» Point localization data

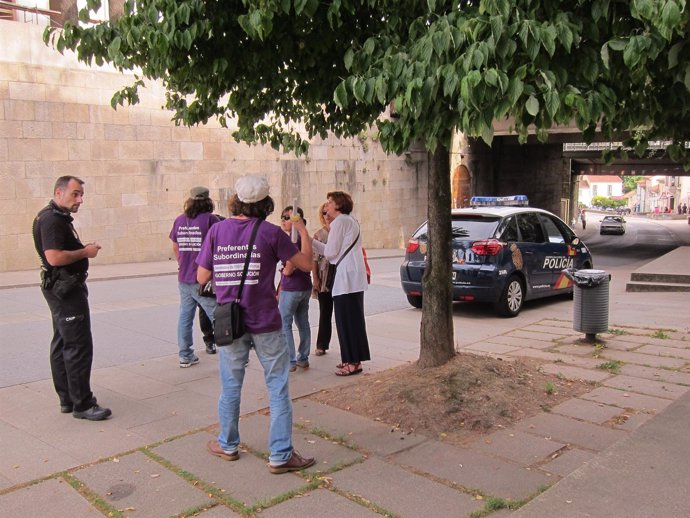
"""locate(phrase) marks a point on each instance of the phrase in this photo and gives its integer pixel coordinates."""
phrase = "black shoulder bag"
(229, 318)
(332, 268)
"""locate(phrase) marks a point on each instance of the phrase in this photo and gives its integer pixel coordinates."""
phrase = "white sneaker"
(184, 363)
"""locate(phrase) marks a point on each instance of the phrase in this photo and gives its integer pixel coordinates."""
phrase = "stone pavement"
(616, 450)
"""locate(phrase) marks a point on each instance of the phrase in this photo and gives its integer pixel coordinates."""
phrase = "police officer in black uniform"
(65, 262)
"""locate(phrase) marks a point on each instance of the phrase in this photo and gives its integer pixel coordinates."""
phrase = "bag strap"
(246, 261)
(349, 248)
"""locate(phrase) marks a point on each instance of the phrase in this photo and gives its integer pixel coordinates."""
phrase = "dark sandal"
(348, 369)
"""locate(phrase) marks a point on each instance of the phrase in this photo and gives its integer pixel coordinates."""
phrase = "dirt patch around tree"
(465, 398)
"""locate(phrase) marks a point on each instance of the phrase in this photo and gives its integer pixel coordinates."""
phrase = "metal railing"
(8, 7)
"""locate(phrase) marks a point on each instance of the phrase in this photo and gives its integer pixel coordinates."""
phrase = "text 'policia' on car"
(504, 253)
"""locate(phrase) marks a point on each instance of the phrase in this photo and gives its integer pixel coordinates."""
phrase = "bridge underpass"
(548, 173)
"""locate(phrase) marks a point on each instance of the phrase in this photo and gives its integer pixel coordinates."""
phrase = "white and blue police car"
(504, 253)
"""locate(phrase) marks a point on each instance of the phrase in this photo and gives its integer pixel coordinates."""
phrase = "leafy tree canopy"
(630, 183)
(615, 66)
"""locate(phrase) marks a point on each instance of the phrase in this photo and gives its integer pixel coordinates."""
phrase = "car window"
(475, 227)
(530, 228)
(465, 227)
(552, 231)
(507, 229)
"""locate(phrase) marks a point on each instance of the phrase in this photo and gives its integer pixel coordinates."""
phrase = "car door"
(558, 254)
(532, 245)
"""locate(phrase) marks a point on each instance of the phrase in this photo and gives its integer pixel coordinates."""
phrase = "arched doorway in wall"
(460, 187)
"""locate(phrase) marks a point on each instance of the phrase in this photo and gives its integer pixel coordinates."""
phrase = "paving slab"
(328, 454)
(132, 385)
(644, 359)
(555, 357)
(575, 373)
(660, 389)
(399, 491)
(54, 498)
(17, 467)
(219, 511)
(142, 486)
(597, 413)
(520, 342)
(489, 347)
(620, 345)
(568, 461)
(571, 431)
(625, 399)
(555, 330)
(474, 470)
(374, 437)
(246, 480)
(671, 352)
(532, 335)
(520, 447)
(632, 479)
(573, 349)
(644, 339)
(637, 371)
(320, 502)
(630, 421)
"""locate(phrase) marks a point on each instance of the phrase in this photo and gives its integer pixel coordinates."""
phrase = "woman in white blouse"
(350, 282)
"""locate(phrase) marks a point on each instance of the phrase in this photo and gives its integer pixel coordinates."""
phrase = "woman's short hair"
(195, 206)
(260, 209)
(290, 209)
(343, 201)
(322, 220)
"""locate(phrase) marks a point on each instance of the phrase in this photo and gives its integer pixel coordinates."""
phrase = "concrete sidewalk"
(612, 451)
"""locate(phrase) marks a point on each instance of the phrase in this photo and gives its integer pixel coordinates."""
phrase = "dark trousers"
(71, 350)
(351, 327)
(206, 327)
(323, 339)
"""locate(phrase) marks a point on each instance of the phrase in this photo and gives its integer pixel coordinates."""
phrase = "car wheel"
(510, 302)
(415, 301)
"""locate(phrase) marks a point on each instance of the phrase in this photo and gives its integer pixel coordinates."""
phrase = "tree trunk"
(437, 343)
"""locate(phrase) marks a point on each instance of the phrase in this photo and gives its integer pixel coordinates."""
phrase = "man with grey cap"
(222, 257)
(188, 232)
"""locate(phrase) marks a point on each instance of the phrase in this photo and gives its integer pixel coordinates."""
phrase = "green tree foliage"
(265, 67)
(607, 203)
(630, 183)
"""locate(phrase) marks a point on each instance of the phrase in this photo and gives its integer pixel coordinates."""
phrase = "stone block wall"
(56, 119)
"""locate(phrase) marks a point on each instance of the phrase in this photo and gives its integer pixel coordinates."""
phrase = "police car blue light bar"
(518, 200)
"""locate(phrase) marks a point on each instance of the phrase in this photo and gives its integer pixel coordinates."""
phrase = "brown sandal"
(348, 369)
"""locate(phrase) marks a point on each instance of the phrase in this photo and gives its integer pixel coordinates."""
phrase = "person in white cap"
(222, 258)
(188, 232)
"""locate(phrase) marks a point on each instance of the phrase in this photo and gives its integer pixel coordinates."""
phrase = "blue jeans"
(272, 353)
(295, 305)
(189, 298)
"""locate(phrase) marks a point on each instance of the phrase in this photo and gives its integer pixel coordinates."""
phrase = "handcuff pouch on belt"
(60, 281)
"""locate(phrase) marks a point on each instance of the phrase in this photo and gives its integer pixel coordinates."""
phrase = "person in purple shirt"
(293, 303)
(188, 232)
(222, 258)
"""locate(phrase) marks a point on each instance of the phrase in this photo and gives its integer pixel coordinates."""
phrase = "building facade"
(56, 119)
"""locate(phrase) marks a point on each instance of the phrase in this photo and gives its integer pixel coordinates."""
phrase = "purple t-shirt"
(298, 280)
(224, 251)
(189, 233)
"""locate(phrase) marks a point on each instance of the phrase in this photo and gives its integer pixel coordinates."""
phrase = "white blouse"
(351, 276)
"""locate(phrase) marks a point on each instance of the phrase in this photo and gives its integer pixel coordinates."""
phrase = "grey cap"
(199, 193)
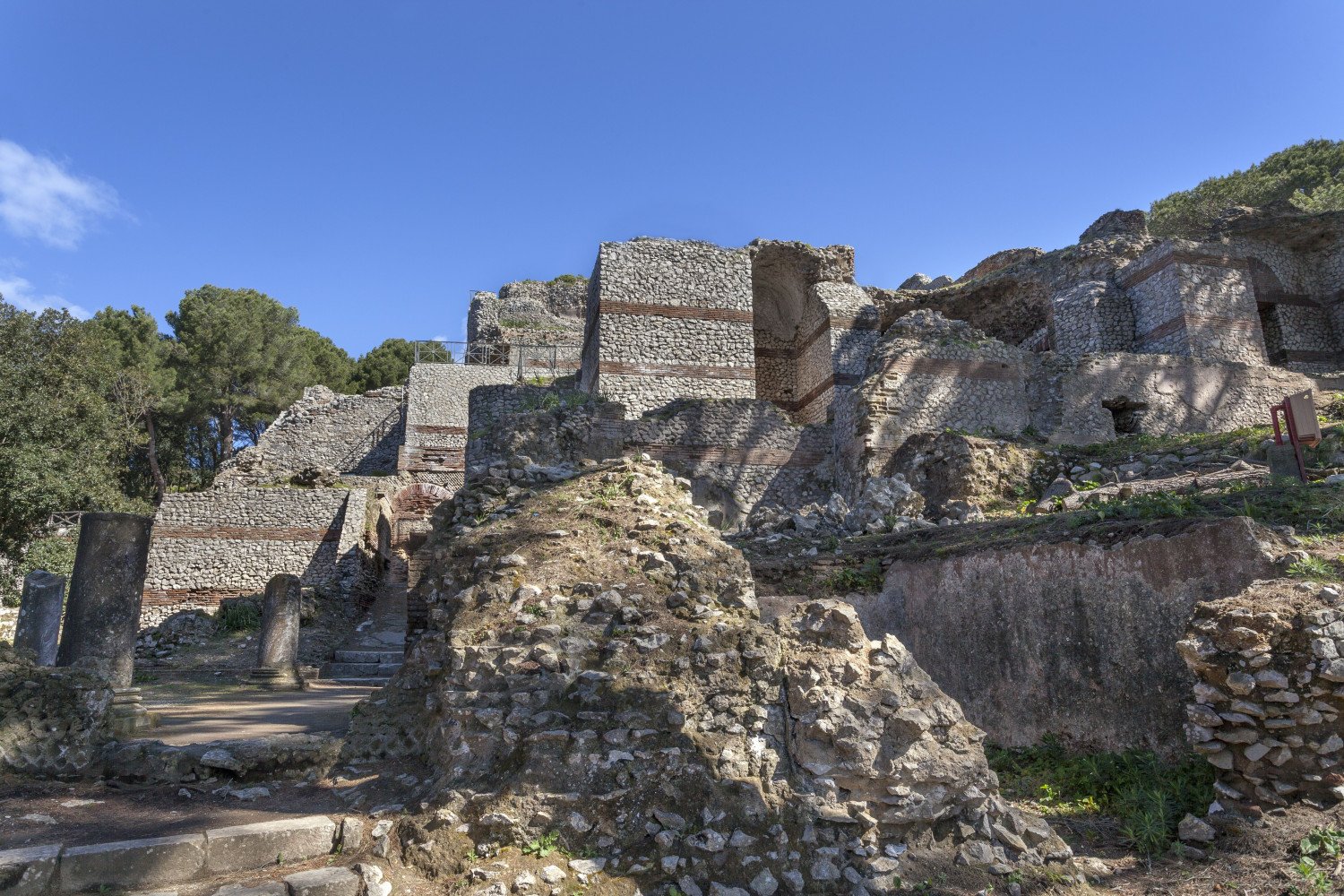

» EXERCISE PROMPT
Nothing may be altered when you restate the records, but every picture must be dropped.

» EXERCISE RESULT
"""locate(phrase) marks a point on each instance of the phrase in this photo and gives its integer pixel coordinates."""
phrase = "black shoulder bag"
(229, 318)
(332, 268)
"""locate(phrase) marks a point on each instance of the phrase in this photo and gives its integer pixel coordinates."""
phrase = "white sneaker"
(184, 363)
"""locate(phrase) marks a point on each instance of the phrase in this photo and gives its integer pixel coordinates."""
phrase = "stone pavement"
(616, 450)
"""locate(phrase) marks a point on each instance of the phrase in this photo and gives its integer pixel coordinates."""
phrase = "police officer in black uniform"
(65, 262)
"""locate(phrase) marks a point on each instance of the phrase in this photo and gives its integer pixel coordinates."""
phrase = "bag strap"
(246, 261)
(349, 248)
"""locate(phrase) marks a point on each instance of the phrase in this photo and gives its integer pixel coordinates."""
phrase = "dark sandal"
(348, 369)
"""locate(phrase) marks a point on each instance of the phrase in this photo and gives its integer pixel coordinates."""
phrase = "dirt patch around tree"
(465, 398)
"""locate(phrase) marks a point on each instance of the phrase in this photo and gives its integer pixel coordinates."""
phrase = "metal railing"
(8, 7)
"""locate(phrase) marks a point on each instance of the phrase in this photo and gives its integer pixel coordinates."""
phrase = "text 'policia' on car"
(504, 253)
"""locate(phrase) marks a point on each instance of the phrase in this photo and gives its integer pixel coordinates."""
phrase = "bridge underpass"
(548, 173)
"""locate(phrase) marks a point on each instance of the phrase in this photo and gives its integer pixel coordinates."""
phrase = "white and blue police car"
(504, 253)
"""locate(phrase) marks a point on each instance of the phrase in this photo and gives its integer pixel coordinates."""
phrase = "leafy tree canopy"
(630, 183)
(615, 66)
"""locate(phrase) marks a point on each instance of the phrase in this photo and gives its integer pixel coordinates."""
phrase = "car window"
(475, 227)
(530, 228)
(465, 227)
(552, 231)
(507, 229)
"""locate(phrase) marks a point on each instance of the phrase in this photo and gives its integer pixel coordinates."""
phrase = "car door"
(558, 254)
(532, 245)
"""locate(phrase) marks a point on each instance of the phrase in this photo and gives its integer pixel coordinates."""
phrase = "arched doorway in wall"
(460, 187)
"""locate(phrase) marks a point on each instance of the phrase in this photo and gives its integer pixel coordinates."""
phrase = "paving slab"
(328, 454)
(132, 385)
(644, 359)
(555, 357)
(575, 373)
(660, 389)
(399, 491)
(54, 498)
(17, 467)
(219, 511)
(142, 486)
(597, 413)
(520, 342)
(489, 347)
(620, 345)
(568, 461)
(571, 431)
(625, 399)
(555, 330)
(474, 470)
(374, 437)
(246, 480)
(671, 352)
(532, 335)
(520, 447)
(632, 479)
(573, 349)
(644, 339)
(637, 371)
(320, 502)
(630, 421)
"""locate(phrase) marks a point on each instance of the phrase in this photo and gives its integer pixel coordinates."""
phrase = "woman in white blouse"
(350, 282)
"""locate(phrase) marks a point on each instance of the phrase in this photo and gives its integer pixel coordinates."""
phrase = "woman's short hair"
(195, 206)
(260, 209)
(290, 209)
(343, 201)
(322, 220)
"""locate(phrase) marks a point on each instance of the phrase in this photo and gives its integer pixel coordinates."""
phrase = "concrete sidewalk"
(612, 451)
"""locate(phrase) marks a point on each instance of the phrase in this photo and gives its integer pixel coordinates."""
phrase = "dark trousers"
(71, 350)
(351, 327)
(206, 327)
(323, 339)
"""locate(phrase) marks a point on each instance of the phrase in this photo and gives its integer pixel coordinates."""
phrase = "car wheel"
(510, 302)
(415, 301)
"""locate(phrase) marks a point on each instance of the phrase in this photo and gives its integer pixel coordinates."""
phrase = "tree trunk"
(437, 343)
"""locate(phrase) marks a point on each instance of the phrase in this photo and gives its integer pixel coordinates."""
phrase = "man with grey cap"
(222, 257)
(188, 232)
"""locate(phrase) marks a point on each instance of the phrase in this photo and gives its integer pixel coordinates."""
phrase = "green tree foliage"
(265, 67)
(607, 203)
(630, 183)
"""locate(phrase) marks a point on each instance of the phrase in this photo and gives its integer pixel coordinates."""
phrase = "stone block wall"
(56, 119)
"""locate(phrase) marks a point on each instance of the phrase in this photo and gives its integer pixel coordinates."""
phrase = "police car blue light bar"
(518, 200)
"""locate(phrase) marks a point on each instance of the phrase in this photo and gives its integer pixel coordinates."""
phrase = "brown sandal"
(348, 369)
"""locate(phrase) marks a point on each instance of the phrase in this photo and gives its integer pixel coordinates."""
phrase = "person in white cap"
(222, 258)
(188, 232)
"""locate(phrase) marks a point on each instance of the phrase in this photo and gives its integer pixel coordinates."""
phrase = "blue jeans"
(272, 353)
(295, 305)
(189, 298)
"""locate(phrase) marks a point on each instance of the phrase in this photo and gives its integer pixel coordinates."""
phrase = "handcuff pouch on belt"
(60, 281)
"""locate(phrase) marks a point on each instance of the phrase in this photo and gives its integer pixel coordinates."""
phrase = "person in purple shirt"
(293, 303)
(188, 232)
(222, 258)
"""locate(phrase) marks a point on each instance of the phrase in this photo and gives its integer pixel coordinates."""
phrase = "building facade"
(56, 119)
"""locate(phrase) marks a point on each instance of the phrase in this photo and gives its integer pixel coordinates."""
phrase = "purple t-shirt"
(298, 280)
(224, 251)
(189, 233)
"""locate(phrase) marks a point on each instance of the phrase in this photo and gives its integer pixel coordinates."""
phrase = "white blouse"
(351, 276)
"""locate(phrase) marks a point on each instance of the phrase in this photo and gives its integer pixel coordinates."""
phrase = "grey cap"
(199, 193)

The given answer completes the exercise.